Hace pocos días, en el canal de TV del diario La Nación, Miguel Ángel Pichetto explicó cuál debería ser el papel a jugar por el peronismo en la Argentina macrista. Sintetizó todo con la foto de Raúl Alfonsín y Antonio Cafiero, en el balcón de la Casa Rosada, durante la crisis de Semana Santa del ’87. Es decir, gobierna Macri y el peronismo, «de modo responsable», acompaña la gestión con matices, dedicándose más a resolver su interna que a disputar el rumbo general de los acontecimientos. El jefe de la bancada del FVP (cargo para el que fue reelegido recientemente con el voto de los senadores kirchneristas) también halagó el acuerdo con los buitres, la salida del cepo y la quita de subsidios que disparó las tarifas. Le pareció que todo eso era inevitable. Y blanqueó, aunque no de manera expresa, que los gobiernos de CFK fueron gobiernos de coalición, donde había un sector duro en lo ideológico («radicalizado», dijo) que convivía con otro «responsable», en el que él mismo revistaba, junto a varios gobernadores y hasta funcionarios, probablemente algunos de los que se fotografiaron junto al rionegrino y Florencio Randazzo esta semana.
Pichetto no es un estratega de la política, pero tampoco un aprendiz. Se convenció de que el péndulo del poder se detuvo por un largo tiempo del lado del macrista de la escena. Llama, entonces, a una suerte de consenso de lo inevitable, tomando como propia la bajada de línea que el oficialismo dio en el primer «davosito» ante empresarios o inversores presuntos reunidos en el Centro Cultural Kirchner, en septiembre de 2016. En ese foro, Emilio Monzó, presidente de la Cámara de Diputados, definió a Macri como «el conquistador de la Nueva Argentina» y aseguró que con el triunfo de Cambienos se acababa «la generación política predemocrática». E, incluso, vaticinó cuáles podrían ser los eventuales sucesores del actual jefe de Estado: «María Eugenia Vidal, Horacio Rodríguez Larreta, Sergio Massa, Juan Manuel Urtubey, Ernesto Sanz y Ramón Mestre».

▶ Consigna a: Por favor, indica si cada afirmación coincide con el texto sobre Pichetto y el peronismo, con sí o no y las palabras del texto que lo deciden, citadas literalmente: (i) Pichetto fue reelegido jefe de la bancada del FVP con el voto de los senadores kirchneristas; (ii) el primer «davosito» se celebró en la Casa Rosada; (iii) Monzó llamó a Macri «el conquistador de la Nueva Argentina».
El texto y el listado no guardan relación entre sí.

▶ Datos de origen:
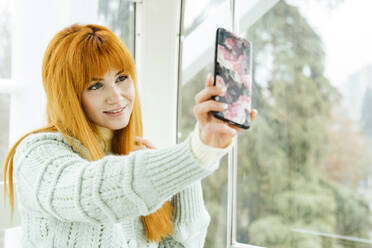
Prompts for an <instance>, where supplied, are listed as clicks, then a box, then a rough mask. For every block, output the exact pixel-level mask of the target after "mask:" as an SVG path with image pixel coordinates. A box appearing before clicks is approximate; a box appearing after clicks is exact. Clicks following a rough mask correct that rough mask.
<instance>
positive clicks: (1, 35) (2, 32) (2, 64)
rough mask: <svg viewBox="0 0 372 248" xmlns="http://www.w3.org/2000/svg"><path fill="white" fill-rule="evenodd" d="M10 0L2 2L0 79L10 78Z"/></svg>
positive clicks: (10, 34) (0, 43) (1, 7)
mask: <svg viewBox="0 0 372 248" xmlns="http://www.w3.org/2000/svg"><path fill="white" fill-rule="evenodd" d="M10 24H11V23H10V0H1V2H0V79H1V78H10V52H11V43H10V42H11V32H10Z"/></svg>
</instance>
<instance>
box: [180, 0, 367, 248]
mask: <svg viewBox="0 0 372 248" xmlns="http://www.w3.org/2000/svg"><path fill="white" fill-rule="evenodd" d="M333 2H335V1H333ZM247 38H248V39H249V40H250V41H252V43H253V46H254V54H255V56H254V65H255V68H254V75H258V74H260V73H261V74H264V75H265V78H266V79H265V81H259V79H258V78H261V77H254V82H253V83H254V84H253V107H255V108H257V109H258V110H259V112H260V114H259V115H258V117H257V118H256V120H255V121H254V124H253V126H252V127H251V130H249V131H245V132H242V133H241V134H240V135H239V149H238V157H239V168H238V177H239V180H238V209H239V211H238V213H237V214H238V217H239V218H238V220H239V221H238V225H239V228H238V233H237V239H238V241H239V242H244V243H250V244H254V245H262V246H265V247H275V248H279V247H280V248H283V247H291V248H296V247H301V248H307V247H309V248H341V247H354V248H355V247H362V246H358V245H359V244H358V243H356V242H349V243H346V242H341V241H338V240H335V239H330V238H324V237H321V236H319V235H308V234H303V233H301V232H299V231H300V230H310V231H317V232H323V233H334V234H340V235H346V236H355V237H360V238H368V237H369V236H368V233H369V231H370V228H371V221H370V218H368V217H366V216H368V215H369V212H370V209H369V204H367V201H366V200H365V199H363V198H362V197H359V196H358V195H356V194H355V193H354V192H353V191H351V189H348V188H346V187H345V186H343V185H341V184H340V183H338V182H334V181H331V180H330V179H329V178H327V175H326V174H325V173H323V171H322V169H324V167H325V166H326V165H327V163H328V157H329V156H330V143H331V138H332V135H331V133H330V129H331V127H332V125H333V124H335V123H334V120H333V119H332V111H333V108H334V106H337V105H338V104H339V101H340V97H341V96H340V94H339V92H338V91H337V89H335V88H334V87H333V86H332V85H331V84H330V82H329V80H328V79H327V78H326V77H325V76H324V56H325V52H324V49H323V47H322V42H321V39H320V37H319V35H318V34H317V33H316V32H315V31H314V30H313V29H312V27H311V26H310V25H309V24H308V22H307V21H306V19H305V18H304V17H303V16H301V14H300V12H299V10H298V8H297V7H295V6H291V5H289V4H287V3H286V1H280V2H279V3H278V4H277V5H276V6H274V7H273V8H272V9H271V10H270V11H269V12H268V13H266V14H265V15H264V16H263V17H262V18H261V19H260V20H259V21H257V23H255V24H254V25H253V26H251V27H250V28H249V30H247ZM206 71H213V70H212V67H211V66H210V65H209V66H208V67H207V68H205V69H204V70H202V71H201V72H200V73H199V74H198V75H197V76H196V77H195V78H194V79H193V80H192V81H191V82H190V83H188V84H187V85H185V86H183V88H182V105H181V108H182V110H181V111H182V122H181V123H180V124H181V130H182V133H185V134H187V133H189V131H191V130H192V128H193V125H194V118H193V116H192V106H193V104H194V101H193V96H194V95H195V94H196V93H197V92H198V91H199V90H201V89H202V88H203V85H200V82H204V77H205V75H206ZM182 138H185V137H182ZM224 163H226V160H224V161H222V162H221V164H224ZM224 166H225V165H224ZM350 166H352V165H350ZM226 179H227V177H226V166H225V167H223V169H222V170H221V169H220V170H219V171H217V172H216V173H215V174H214V175H212V176H210V177H208V178H207V179H206V180H204V182H203V185H204V193H205V199H206V202H207V208H208V210H209V212H210V213H211V215H212V216H214V218H212V224H211V226H210V227H209V230H208V232H209V235H208V237H207V242H206V246H205V247H225V240H224V239H223V237H224V236H226V234H225V232H224V231H223V230H222V229H218V228H217V225H214V224H216V223H215V222H216V221H219V219H218V218H217V219H216V216H224V212H225V211H226V209H225V205H224V204H222V203H223V202H224V197H225V196H226V195H225V192H226ZM363 216H364V218H363ZM243 220H244V221H243ZM246 220H247V221H246ZM220 223H221V222H220ZM356 223H357V224H356ZM222 224H224V223H223V222H222ZM244 225H246V226H244ZM221 236H222V238H221Z"/></svg>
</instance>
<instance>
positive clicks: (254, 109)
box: [251, 109, 258, 121]
mask: <svg viewBox="0 0 372 248" xmlns="http://www.w3.org/2000/svg"><path fill="white" fill-rule="evenodd" d="M257 114H258V111H257V109H252V111H251V121H253V120H254V118H256V115H257Z"/></svg>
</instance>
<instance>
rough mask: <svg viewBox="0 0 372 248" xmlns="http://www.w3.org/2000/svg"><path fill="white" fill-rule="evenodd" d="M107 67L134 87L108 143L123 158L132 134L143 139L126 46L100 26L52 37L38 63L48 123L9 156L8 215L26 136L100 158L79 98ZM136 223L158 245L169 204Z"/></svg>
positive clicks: (165, 236) (8, 154) (63, 30)
mask: <svg viewBox="0 0 372 248" xmlns="http://www.w3.org/2000/svg"><path fill="white" fill-rule="evenodd" d="M111 67H113V68H117V69H122V70H124V72H126V73H128V74H129V75H130V76H131V77H132V80H133V83H134V88H135V100H134V105H133V111H132V114H131V117H130V120H129V123H128V125H127V126H126V127H125V128H123V129H121V130H116V131H114V137H113V139H112V143H111V147H112V152H113V153H114V154H122V155H126V154H129V153H130V152H131V151H133V150H134V142H135V139H134V138H135V136H140V137H142V136H143V130H142V116H141V107H140V101H139V95H138V91H137V82H136V75H135V63H134V60H133V57H132V56H131V54H130V52H129V51H128V49H127V47H126V46H125V45H124V43H123V42H122V41H120V39H119V38H118V37H117V36H116V35H115V34H114V33H113V32H112V31H110V30H109V29H107V28H106V27H103V26H99V25H78V24H74V25H72V26H69V27H67V28H65V29H63V30H61V31H60V32H59V33H57V34H56V35H55V36H54V37H53V39H52V40H51V42H50V43H49V45H48V47H47V49H46V52H45V54H44V60H43V65H42V79H43V86H44V90H45V92H46V96H47V117H48V125H46V126H45V127H42V128H40V129H37V130H34V131H32V132H29V133H27V134H25V135H24V136H23V137H21V138H20V139H19V140H18V141H17V142H16V143H15V144H14V145H13V147H12V148H11V149H10V151H9V152H8V154H7V156H6V159H5V163H4V192H5V195H4V199H6V194H7V179H9V182H8V184H9V199H10V205H11V214H12V217H13V211H14V209H13V208H14V192H13V190H14V189H13V176H12V175H13V157H14V153H15V150H16V148H17V146H18V144H19V143H20V142H21V141H22V140H23V139H24V138H25V137H27V136H28V135H30V134H33V133H39V132H59V133H61V134H62V135H63V136H64V137H65V138H66V139H67V140H68V141H69V142H70V144H71V145H72V146H74V148H75V149H76V150H77V151H79V152H80V153H81V154H82V155H83V156H84V157H85V158H86V159H87V160H89V161H94V160H98V159H101V158H103V157H104V151H103V149H102V147H101V145H100V141H104V138H103V137H102V135H101V134H100V132H98V130H97V127H96V126H95V124H94V123H92V122H91V121H90V120H89V119H87V117H86V115H85V113H84V111H83V108H82V104H81V94H82V92H83V91H84V90H85V89H86V88H88V86H89V83H90V82H91V80H92V78H93V77H97V76H98V77H103V75H105V73H106V72H107V71H108V70H109V69H110V68H111ZM71 137H74V138H77V139H78V140H80V141H81V143H82V144H83V145H84V146H85V147H86V148H87V150H88V152H89V154H85V153H84V152H83V151H82V150H81V149H80V148H79V147H77V146H76V144H75V143H74V142H73V141H72V139H71ZM141 219H142V221H143V223H144V226H145V229H146V236H147V239H148V240H150V241H154V242H160V241H161V240H162V238H163V237H166V236H167V235H168V234H170V233H171V232H172V205H171V203H170V202H169V201H167V202H165V203H164V205H163V206H162V207H161V208H159V209H158V210H157V211H156V212H154V213H152V214H150V215H148V216H141Z"/></svg>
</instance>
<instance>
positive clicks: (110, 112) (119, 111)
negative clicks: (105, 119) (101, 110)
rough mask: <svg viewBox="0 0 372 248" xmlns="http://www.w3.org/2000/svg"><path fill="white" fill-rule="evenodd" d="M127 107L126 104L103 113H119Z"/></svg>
mask: <svg viewBox="0 0 372 248" xmlns="http://www.w3.org/2000/svg"><path fill="white" fill-rule="evenodd" d="M125 107H126V106H124V107H120V108H116V109H113V110H109V111H103V113H108V114H113V113H118V112H121V111H122V110H123V109H124V108H125Z"/></svg>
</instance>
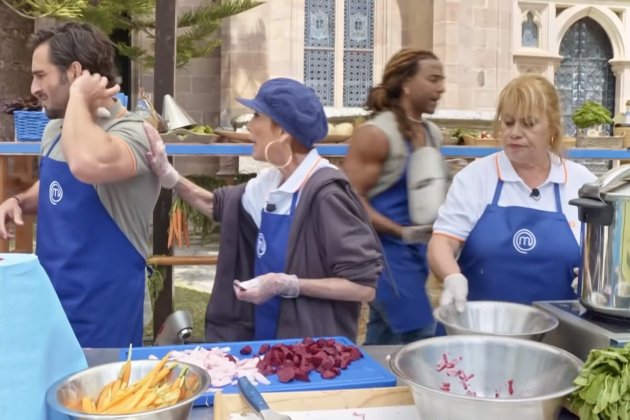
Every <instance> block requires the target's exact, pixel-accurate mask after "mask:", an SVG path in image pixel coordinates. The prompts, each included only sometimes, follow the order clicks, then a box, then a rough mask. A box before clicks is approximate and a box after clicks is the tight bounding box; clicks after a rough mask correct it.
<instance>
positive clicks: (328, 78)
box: [304, 0, 335, 106]
mask: <svg viewBox="0 0 630 420" xmlns="http://www.w3.org/2000/svg"><path fill="white" fill-rule="evenodd" d="M304 7H305V11H304V12H305V22H304V83H305V84H306V85H307V86H310V87H312V88H313V89H314V90H315V92H317V95H318V96H319V99H320V100H321V101H322V103H323V104H324V105H329V106H332V105H334V100H335V0H306V1H305V6H304Z"/></svg>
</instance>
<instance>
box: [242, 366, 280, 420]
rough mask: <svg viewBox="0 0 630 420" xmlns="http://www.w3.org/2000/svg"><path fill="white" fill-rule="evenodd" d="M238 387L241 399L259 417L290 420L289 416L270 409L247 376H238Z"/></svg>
mask: <svg viewBox="0 0 630 420" xmlns="http://www.w3.org/2000/svg"><path fill="white" fill-rule="evenodd" d="M238 389H239V391H240V392H241V396H242V397H243V399H244V400H245V401H246V402H247V404H248V405H249V406H250V407H251V408H252V410H254V412H255V413H256V414H258V416H259V417H260V418H261V419H263V420H291V417H289V416H286V415H284V414H280V413H277V412H275V411H273V410H271V409H270V408H269V405H267V402H266V401H265V399H264V398H263V397H262V395H260V392H258V390H257V389H256V387H255V386H254V385H252V383H251V382H250V381H249V379H247V377H245V376H242V377H240V378H238Z"/></svg>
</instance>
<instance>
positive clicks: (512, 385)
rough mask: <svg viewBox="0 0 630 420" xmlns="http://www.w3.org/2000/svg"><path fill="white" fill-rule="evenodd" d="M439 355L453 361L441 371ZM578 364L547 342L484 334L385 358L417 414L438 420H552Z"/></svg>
mask: <svg viewBox="0 0 630 420" xmlns="http://www.w3.org/2000/svg"><path fill="white" fill-rule="evenodd" d="M444 357H446V359H447V360H448V361H449V362H451V361H453V360H455V362H456V363H455V365H454V366H450V365H449V366H448V367H445V368H444V369H442V370H440V368H442V367H443V366H444ZM581 366H582V361H581V360H580V359H578V358H577V357H575V356H573V355H572V354H570V353H569V352H566V351H564V350H561V349H559V348H556V347H553V346H550V345H547V344H543V343H538V342H535V341H528V340H521V339H518V338H510V337H495V336H484V335H457V336H447V337H435V338H430V339H426V340H421V341H416V342H414V343H411V344H407V345H405V346H404V347H402V348H401V349H400V350H398V351H397V352H396V353H395V354H394V355H393V356H392V357H391V359H390V367H391V369H392V371H393V372H394V373H395V374H396V375H397V376H398V378H400V379H401V380H402V381H404V382H406V383H407V384H408V385H409V386H410V387H411V389H412V392H413V397H414V400H415V405H416V408H417V409H418V412H419V414H420V417H421V418H423V419H441V420H460V419H461V420H471V419H510V420H532V419H536V420H556V419H557V418H558V414H559V412H560V409H561V405H562V401H563V400H564V399H565V397H566V396H567V395H568V394H570V393H571V392H573V391H574V390H575V389H576V386H574V385H573V380H574V379H575V378H576V377H577V376H578V372H579V370H580V367H581ZM472 374H474V376H473V377H471V378H469V379H468V380H462V379H461V377H469V376H470V375H472ZM510 380H511V381H512V391H513V392H512V394H511V395H510V382H509V381H510ZM445 384H449V386H450V390H449V391H446V390H443V389H444V388H446V385H445ZM466 388H467V389H466ZM467 392H470V393H472V392H474V393H476V396H473V395H470V394H468V395H467Z"/></svg>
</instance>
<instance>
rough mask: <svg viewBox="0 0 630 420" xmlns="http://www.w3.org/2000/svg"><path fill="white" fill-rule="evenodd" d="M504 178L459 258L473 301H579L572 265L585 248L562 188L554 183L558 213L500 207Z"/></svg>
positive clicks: (578, 256) (555, 200)
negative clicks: (563, 199) (560, 194)
mask: <svg viewBox="0 0 630 420" xmlns="http://www.w3.org/2000/svg"><path fill="white" fill-rule="evenodd" d="M502 189H503V181H502V180H499V181H498V182H497V187H496V189H495V192H494V197H493V199H492V203H491V204H489V205H488V206H487V207H486V209H485V211H484V213H483V214H482V215H481V218H480V219H479V221H478V222H477V224H476V225H475V227H474V228H473V230H472V231H471V232H470V235H469V236H468V239H466V243H465V244H464V247H463V249H462V253H461V256H460V257H459V266H460V268H461V270H462V273H463V274H464V275H465V276H466V278H467V279H468V290H469V291H468V299H469V300H500V301H508V302H516V303H524V304H527V305H530V304H531V303H532V302H534V301H538V300H556V299H575V293H574V292H573V289H572V288H571V281H572V280H573V277H574V275H573V268H574V267H578V266H579V264H580V247H579V245H578V244H577V242H576V240H575V237H574V236H573V233H572V232H571V228H570V227H569V222H568V221H567V219H566V217H565V216H564V214H563V213H562V203H561V200H560V186H559V184H554V194H555V201H556V211H553V212H549V211H542V210H536V209H530V208H526V207H517V206H510V207H499V205H498V203H499V197H500V196H501V190H502Z"/></svg>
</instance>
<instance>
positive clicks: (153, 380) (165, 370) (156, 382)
mask: <svg viewBox="0 0 630 420" xmlns="http://www.w3.org/2000/svg"><path fill="white" fill-rule="evenodd" d="M173 367H175V365H171V366H165V367H163V368H162V370H160V372H158V374H157V375H155V379H154V380H153V385H157V384H159V383H160V382H162V381H163V380H164V378H166V377H167V376H168V374H169V373H171V370H173Z"/></svg>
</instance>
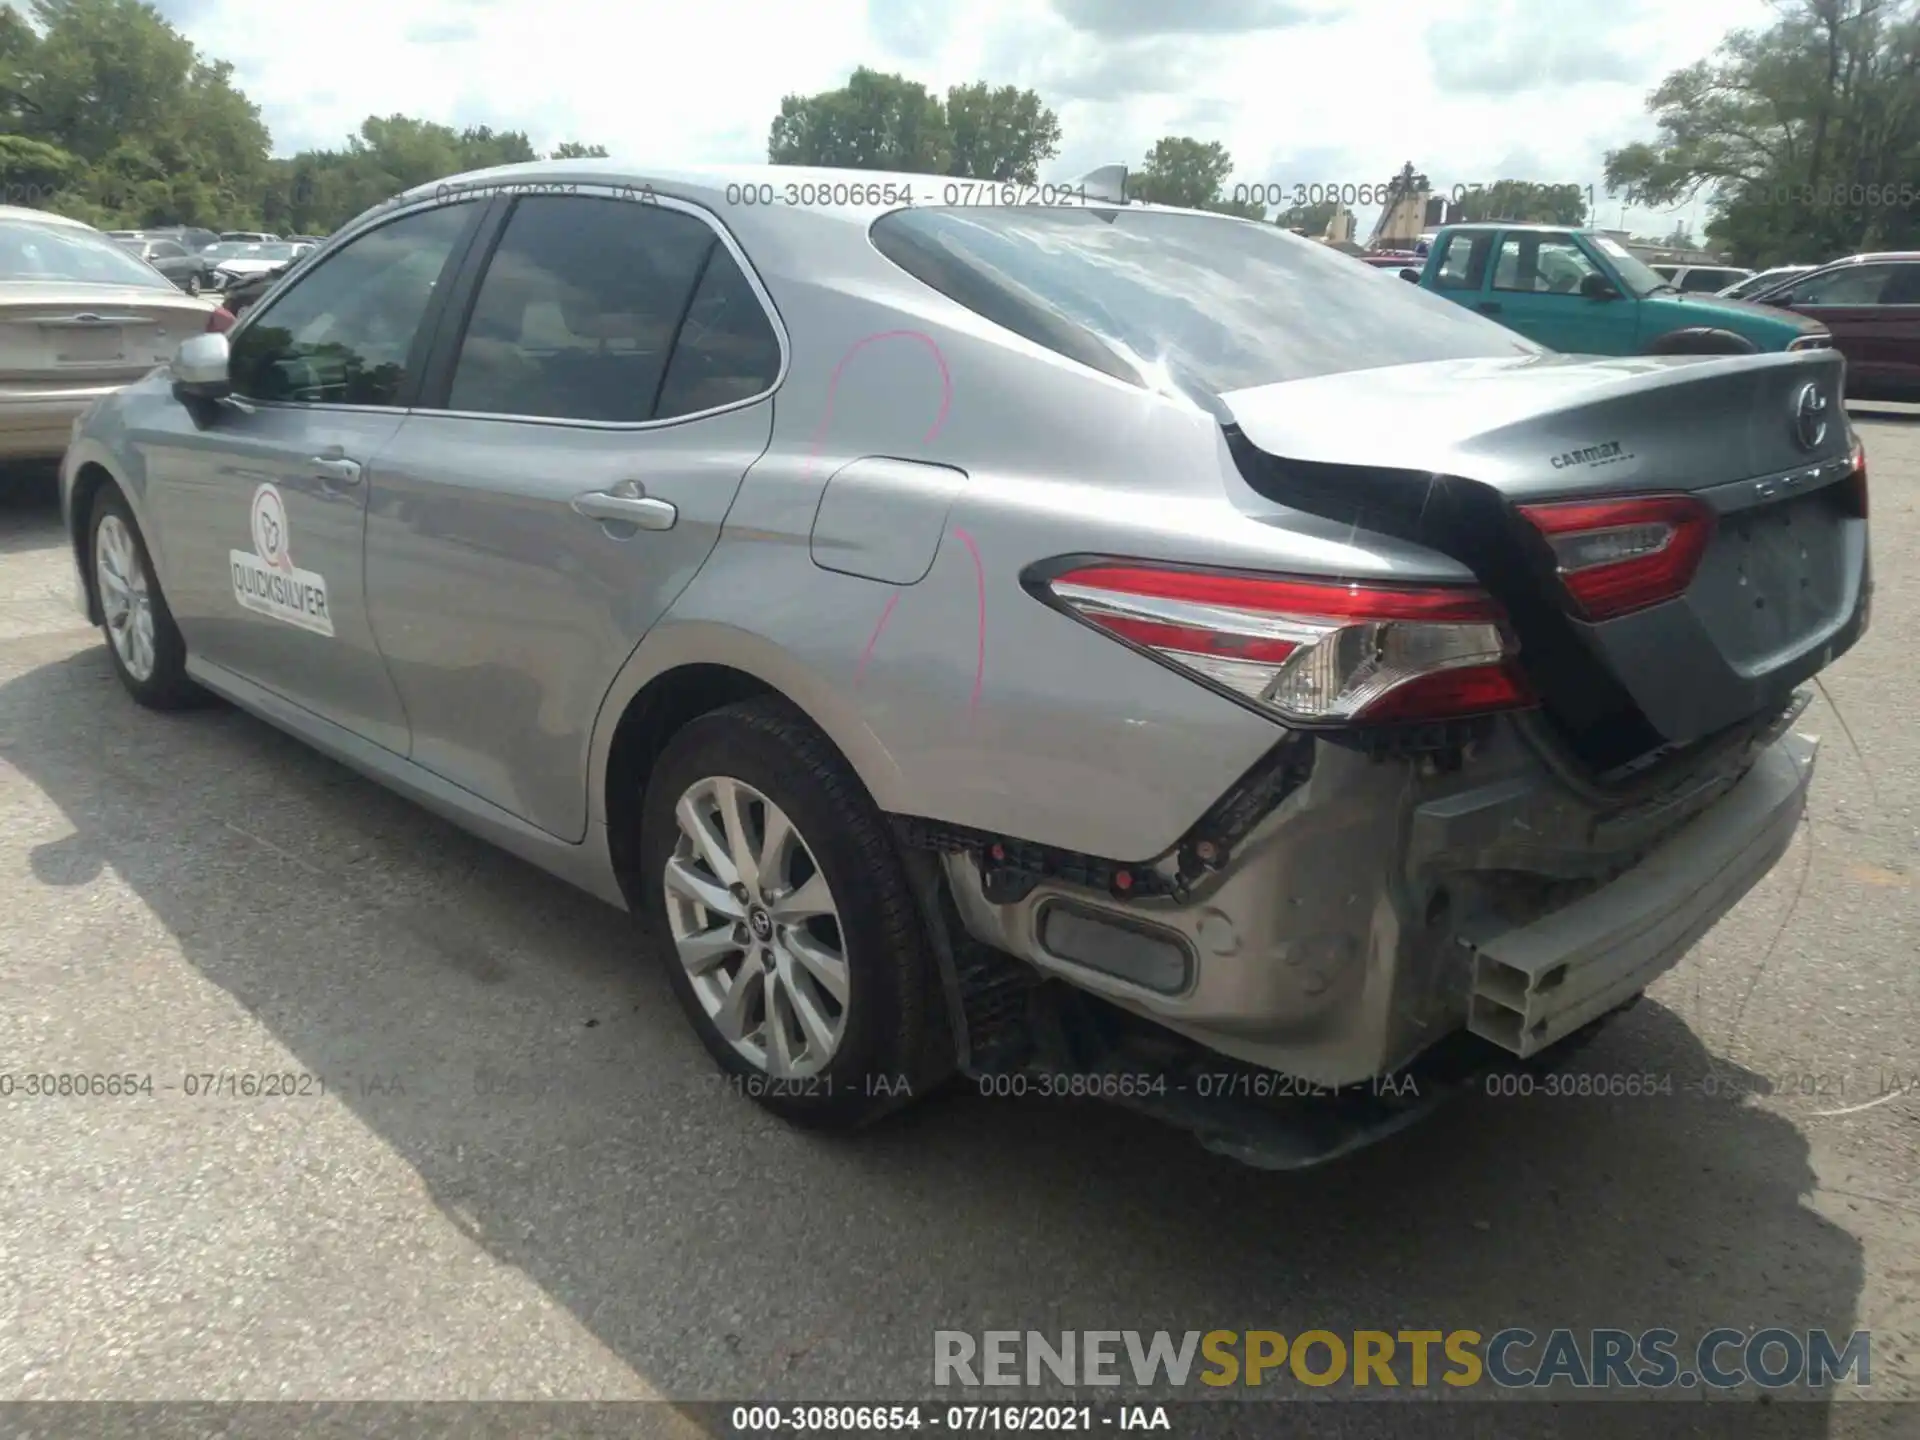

▶ Consigna b: Señala cada línea del listado que contenga la cadena "negative".

▶ Solución a:
(i) Sí: «cargo para el que fue reelegido recientemente con el voto de los senadores kirchneristas».
(ii) No: «reunidos en el Centro Cultural Kirchner, en septiembre de 2016».
(iii) Sí: «definió a Macri como «el conquistador de la Nueva Argentina»».

▶ Solución b:
negative clicks: (105, 119) (101, 110)
negative clicks: (563, 199) (560, 194)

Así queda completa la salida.